** begin **
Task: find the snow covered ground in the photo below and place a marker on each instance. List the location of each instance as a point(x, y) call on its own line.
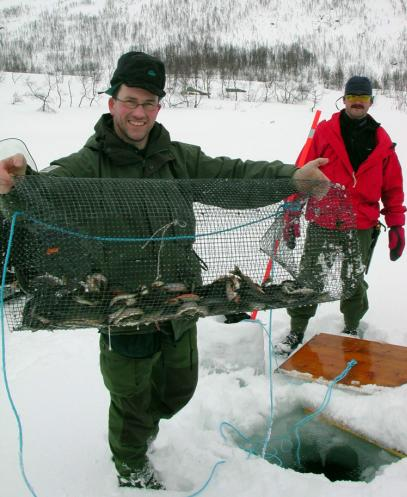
point(55, 380)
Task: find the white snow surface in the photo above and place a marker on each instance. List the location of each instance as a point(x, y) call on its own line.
point(58, 390)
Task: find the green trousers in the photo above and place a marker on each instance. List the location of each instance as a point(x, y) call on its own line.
point(144, 390)
point(353, 307)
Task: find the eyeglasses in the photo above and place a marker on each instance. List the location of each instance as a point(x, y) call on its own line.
point(133, 104)
point(358, 98)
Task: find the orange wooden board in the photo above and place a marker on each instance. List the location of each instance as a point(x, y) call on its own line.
point(325, 356)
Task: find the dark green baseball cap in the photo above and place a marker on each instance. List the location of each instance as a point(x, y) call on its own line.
point(140, 70)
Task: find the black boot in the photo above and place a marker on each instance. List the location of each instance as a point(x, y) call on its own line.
point(291, 342)
point(141, 478)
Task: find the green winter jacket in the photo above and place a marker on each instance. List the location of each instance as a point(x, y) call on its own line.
point(105, 155)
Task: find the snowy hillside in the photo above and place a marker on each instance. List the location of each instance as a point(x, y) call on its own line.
point(260, 36)
point(57, 388)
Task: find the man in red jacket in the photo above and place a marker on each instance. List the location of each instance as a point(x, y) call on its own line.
point(362, 158)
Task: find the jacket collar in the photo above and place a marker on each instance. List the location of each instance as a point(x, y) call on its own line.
point(334, 135)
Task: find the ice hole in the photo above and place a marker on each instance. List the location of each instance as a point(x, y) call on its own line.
point(323, 449)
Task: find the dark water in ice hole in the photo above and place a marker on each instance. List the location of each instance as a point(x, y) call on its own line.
point(324, 449)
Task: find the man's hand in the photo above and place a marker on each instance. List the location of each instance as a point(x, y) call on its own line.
point(309, 179)
point(396, 242)
point(15, 165)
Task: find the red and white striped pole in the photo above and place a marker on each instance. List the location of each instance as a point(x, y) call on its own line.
point(300, 163)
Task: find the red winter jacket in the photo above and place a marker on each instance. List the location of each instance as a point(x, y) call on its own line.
point(378, 178)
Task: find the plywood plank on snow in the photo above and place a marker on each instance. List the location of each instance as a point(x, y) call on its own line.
point(325, 356)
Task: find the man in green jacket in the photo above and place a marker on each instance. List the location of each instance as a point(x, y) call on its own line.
point(150, 373)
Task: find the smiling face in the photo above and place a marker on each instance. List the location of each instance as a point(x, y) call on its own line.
point(356, 106)
point(134, 112)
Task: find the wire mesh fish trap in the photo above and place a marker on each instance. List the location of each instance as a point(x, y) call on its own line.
point(123, 253)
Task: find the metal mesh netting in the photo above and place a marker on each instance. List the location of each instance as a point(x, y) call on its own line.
point(123, 253)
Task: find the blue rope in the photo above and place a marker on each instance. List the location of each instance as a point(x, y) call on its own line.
point(318, 411)
point(205, 485)
point(3, 357)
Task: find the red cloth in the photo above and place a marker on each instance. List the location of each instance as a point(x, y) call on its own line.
point(379, 178)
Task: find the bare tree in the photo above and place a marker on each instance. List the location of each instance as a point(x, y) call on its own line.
point(44, 95)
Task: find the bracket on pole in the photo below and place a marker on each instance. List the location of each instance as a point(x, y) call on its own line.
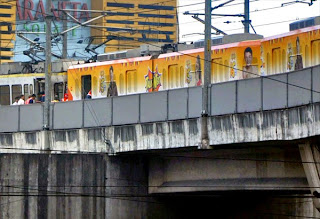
point(218, 31)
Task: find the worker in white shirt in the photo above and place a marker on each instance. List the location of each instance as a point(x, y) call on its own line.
point(21, 100)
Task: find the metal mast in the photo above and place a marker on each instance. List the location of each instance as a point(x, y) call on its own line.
point(205, 144)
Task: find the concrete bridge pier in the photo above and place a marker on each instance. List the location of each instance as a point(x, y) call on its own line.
point(310, 157)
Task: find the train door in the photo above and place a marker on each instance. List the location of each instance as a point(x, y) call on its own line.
point(85, 85)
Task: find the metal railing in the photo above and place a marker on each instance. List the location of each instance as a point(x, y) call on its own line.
point(263, 93)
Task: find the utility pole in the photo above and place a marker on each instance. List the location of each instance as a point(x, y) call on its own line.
point(205, 143)
point(65, 37)
point(46, 113)
point(247, 16)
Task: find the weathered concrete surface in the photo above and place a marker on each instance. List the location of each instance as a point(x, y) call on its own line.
point(235, 169)
point(287, 124)
point(75, 186)
point(51, 186)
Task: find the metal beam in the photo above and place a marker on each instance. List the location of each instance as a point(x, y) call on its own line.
point(246, 21)
point(205, 142)
point(218, 31)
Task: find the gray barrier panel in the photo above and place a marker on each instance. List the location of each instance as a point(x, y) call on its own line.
point(67, 115)
point(126, 110)
point(51, 116)
point(153, 107)
point(178, 104)
point(31, 117)
point(274, 92)
point(316, 84)
point(223, 98)
point(249, 95)
point(97, 112)
point(300, 95)
point(9, 118)
point(195, 102)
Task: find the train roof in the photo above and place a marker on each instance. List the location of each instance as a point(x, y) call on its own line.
point(223, 46)
point(291, 33)
point(119, 61)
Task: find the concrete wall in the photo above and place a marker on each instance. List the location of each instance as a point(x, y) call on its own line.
point(251, 95)
point(75, 186)
point(45, 186)
point(250, 168)
point(289, 124)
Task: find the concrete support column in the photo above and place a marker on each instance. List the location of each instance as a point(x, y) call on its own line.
point(310, 156)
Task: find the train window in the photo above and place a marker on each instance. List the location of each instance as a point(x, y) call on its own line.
point(275, 60)
point(172, 76)
point(16, 91)
point(122, 84)
point(177, 77)
point(58, 90)
point(5, 95)
point(268, 64)
point(307, 56)
point(284, 61)
point(315, 52)
point(226, 70)
point(31, 89)
point(216, 70)
point(85, 85)
point(26, 90)
point(77, 88)
point(131, 81)
point(164, 79)
point(181, 76)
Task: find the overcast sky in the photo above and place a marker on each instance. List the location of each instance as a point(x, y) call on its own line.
point(267, 16)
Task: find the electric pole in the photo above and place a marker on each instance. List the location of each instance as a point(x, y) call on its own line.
point(247, 16)
point(46, 113)
point(205, 143)
point(65, 37)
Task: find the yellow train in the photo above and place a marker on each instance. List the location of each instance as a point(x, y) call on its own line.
point(239, 60)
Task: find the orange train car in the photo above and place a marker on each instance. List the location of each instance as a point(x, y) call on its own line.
point(240, 60)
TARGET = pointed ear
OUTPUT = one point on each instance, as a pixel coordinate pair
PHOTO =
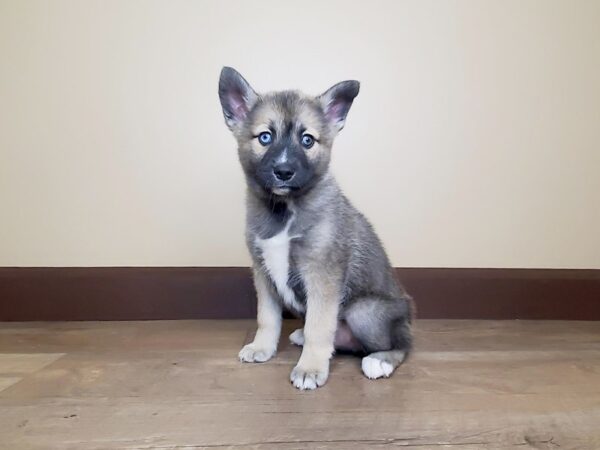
(236, 95)
(336, 102)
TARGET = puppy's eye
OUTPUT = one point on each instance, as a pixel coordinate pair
(307, 141)
(265, 138)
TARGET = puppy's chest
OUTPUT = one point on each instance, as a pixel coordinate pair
(275, 254)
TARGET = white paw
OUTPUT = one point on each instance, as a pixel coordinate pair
(308, 379)
(374, 368)
(297, 337)
(253, 353)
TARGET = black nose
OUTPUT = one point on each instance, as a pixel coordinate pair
(283, 172)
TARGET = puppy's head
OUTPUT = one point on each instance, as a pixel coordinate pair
(284, 138)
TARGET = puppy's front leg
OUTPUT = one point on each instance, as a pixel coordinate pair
(322, 304)
(265, 342)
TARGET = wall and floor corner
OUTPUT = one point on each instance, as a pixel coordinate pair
(476, 135)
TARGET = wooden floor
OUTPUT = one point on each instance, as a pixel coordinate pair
(178, 384)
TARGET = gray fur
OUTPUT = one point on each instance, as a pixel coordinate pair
(330, 240)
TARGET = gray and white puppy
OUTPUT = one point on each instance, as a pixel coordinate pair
(313, 252)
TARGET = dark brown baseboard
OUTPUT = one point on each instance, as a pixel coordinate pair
(146, 293)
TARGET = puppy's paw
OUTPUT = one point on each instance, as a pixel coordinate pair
(303, 378)
(374, 368)
(254, 353)
(297, 337)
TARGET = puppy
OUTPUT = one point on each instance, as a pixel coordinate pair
(313, 252)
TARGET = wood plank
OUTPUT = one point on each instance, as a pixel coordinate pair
(143, 385)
** end **
Required work =
Quote the data from the line containing "Task: find the jacket" through the line containing "point(300, 163)", both included, reproducing each line as it appears.

Task answer =
Task: find the jacket collar in the photo above and place a marker on each instance. List the location of each instance as a point(x, y) call on its own line.
point(334, 135)
Task: find the ice hole in the photo above and place a marker on each instance. List the location of each instance as a point(x, y) call on its own line.
point(323, 449)
Task: find the dark water in ice hole in the photo above and place a marker on each instance. List the location of each instance as a point(x, y) call on its own line.
point(324, 449)
Task: find the man's hand in the photo above and place a marker on each instance. List the location of each instance as a point(x, y) call on its own line.
point(309, 179)
point(396, 242)
point(15, 165)
Task: find the red and white striped pole in the photo above and place a marker on each instance. List the location of each instance as a point(x, y) call on its own line.
point(300, 163)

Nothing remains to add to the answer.